• **Challenges**:
**A)** In the text on Marko Perković, list every village, town, or city named.
**B)** From the text on Marko Perković, duplicate the passage starting with "During his career, Perković" and going on through "his stage name.".

• **Text extract**:
--- --- ---
Marko Perković (; born 27 October 1966) is a Croatian musician who has been the lead singer of the band Thompson since 1991.

Perković was born in the village of Čavoglave, SR Croatia, within SFR Yugoslavia, today a part of Croatia. He participated in the Croatian War of Independence (1991–95), during which he started his career with the nationalist song "Bojna Čavoglave". In 2002, he started his first major tour after the release of the E, moj narode album. Since 2005, he has been organizing an unofficial celebration of the Victory Day in his birthplace of Čavoglave. 

During his career, Perković has attracted controversy in the media over his performances and songs, some of which are alleged to glorify or promote the World War II-era Croatian fascist Ustaše dictatorship.

Early life

Perković was born in 1966 in Čavoglave (at the time SR Croatia, SFR Yugoslavia) to Marija and Ante. He rarely saw his father, who worked as a Gastarbeiter in Germany and rarely came home. He finished high school in Split. In 1991, Croatia declared independence from Yugoslavia, prompting the Croatian War of Independence. Perković joined the Croatian forces and used the American Thompson gun during his time in the war, which became his nickname and later, his stage name.

It was while he was defending his home village that Perković became inspired to write one of the most popular songs during the war; "Bojna Čavoglave" (Čavoglave Battalion), which launched his music career. In 1992 Perković held concerts throughout Croatia, and released his first album that same year. He continued to write songs during the war. In 1995 he returned to the Croatian Army and the 142nd Drniš Brigade, and became one of the first soldiers to enter the captured cities of Drniš and Knin during Operation Storm.
--- --- ---
• **Given records**:
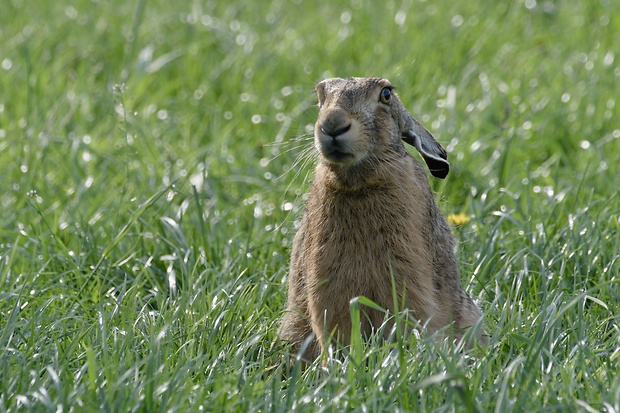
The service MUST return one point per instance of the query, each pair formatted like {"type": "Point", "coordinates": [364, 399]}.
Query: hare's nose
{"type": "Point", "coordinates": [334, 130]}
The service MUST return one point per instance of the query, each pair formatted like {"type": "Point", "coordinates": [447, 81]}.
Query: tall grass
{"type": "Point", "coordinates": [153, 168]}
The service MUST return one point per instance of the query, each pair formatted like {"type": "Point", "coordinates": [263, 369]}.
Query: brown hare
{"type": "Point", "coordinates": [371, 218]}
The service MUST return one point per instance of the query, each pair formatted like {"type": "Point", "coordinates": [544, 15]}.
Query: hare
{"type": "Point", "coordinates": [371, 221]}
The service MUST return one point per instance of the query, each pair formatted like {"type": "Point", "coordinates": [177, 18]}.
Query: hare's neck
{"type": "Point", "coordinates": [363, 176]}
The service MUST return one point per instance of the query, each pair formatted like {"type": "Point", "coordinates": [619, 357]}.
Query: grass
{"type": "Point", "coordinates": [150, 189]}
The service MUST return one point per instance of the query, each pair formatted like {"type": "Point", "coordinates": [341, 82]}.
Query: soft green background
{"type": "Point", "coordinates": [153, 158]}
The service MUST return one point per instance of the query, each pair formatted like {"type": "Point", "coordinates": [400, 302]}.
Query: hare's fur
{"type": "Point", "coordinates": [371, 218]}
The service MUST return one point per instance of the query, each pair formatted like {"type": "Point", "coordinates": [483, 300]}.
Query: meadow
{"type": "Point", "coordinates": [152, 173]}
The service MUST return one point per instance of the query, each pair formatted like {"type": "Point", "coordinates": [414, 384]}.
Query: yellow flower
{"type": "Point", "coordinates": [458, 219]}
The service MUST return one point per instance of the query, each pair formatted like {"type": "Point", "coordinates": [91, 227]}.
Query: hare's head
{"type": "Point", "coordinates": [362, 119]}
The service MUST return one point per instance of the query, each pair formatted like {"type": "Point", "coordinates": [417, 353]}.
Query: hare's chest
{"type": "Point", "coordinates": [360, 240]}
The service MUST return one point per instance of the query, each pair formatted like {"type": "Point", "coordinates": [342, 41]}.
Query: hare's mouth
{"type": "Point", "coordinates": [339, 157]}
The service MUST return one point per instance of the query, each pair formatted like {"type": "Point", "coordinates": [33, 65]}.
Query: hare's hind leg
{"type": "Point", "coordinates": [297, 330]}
--- --- ---
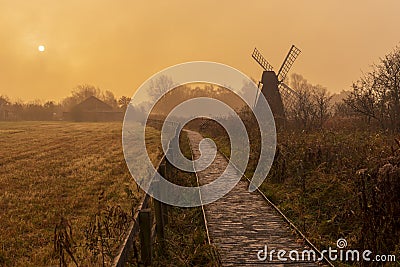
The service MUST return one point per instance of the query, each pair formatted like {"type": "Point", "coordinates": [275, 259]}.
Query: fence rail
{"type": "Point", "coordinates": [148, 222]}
--- --- ---
• **Problem solutions**:
**A)** Čavoglave, Split, Drniš, Knin

**B)**
During his career, Perković has attracted controversy in the media over his performances and songs, some of which are alleged to glorify or promote the World War II-era Croatian fascist Ustaše dictatorship.

Early life

Perković was born in 1966 in Čavoglave (at the time SR Croatia, SFR Yugoslavia) to Marija and Ante. He rarely saw his father, who worked as a Gastarbeiter in Germany and rarely came home. He finished high school in Split. In 1991, Croatia declared independence from Yugoslavia, prompting the Croatian War of Independence. Perković joined the Croatian forces and used the American Thompson gun during his time in the war, which became his nickname and later, his stage name.